Activity
The entries below must be transcribed exactly. Leave nothing out.
________________________
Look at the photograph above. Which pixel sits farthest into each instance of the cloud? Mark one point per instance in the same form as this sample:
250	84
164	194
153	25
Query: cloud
________________________
Task response
Look at the photograph above. Which pixel sits farthest into each instance of the cloud? Mark one point per instance in the same form as this sample:
250	84
164	194
153	25
Query: cloud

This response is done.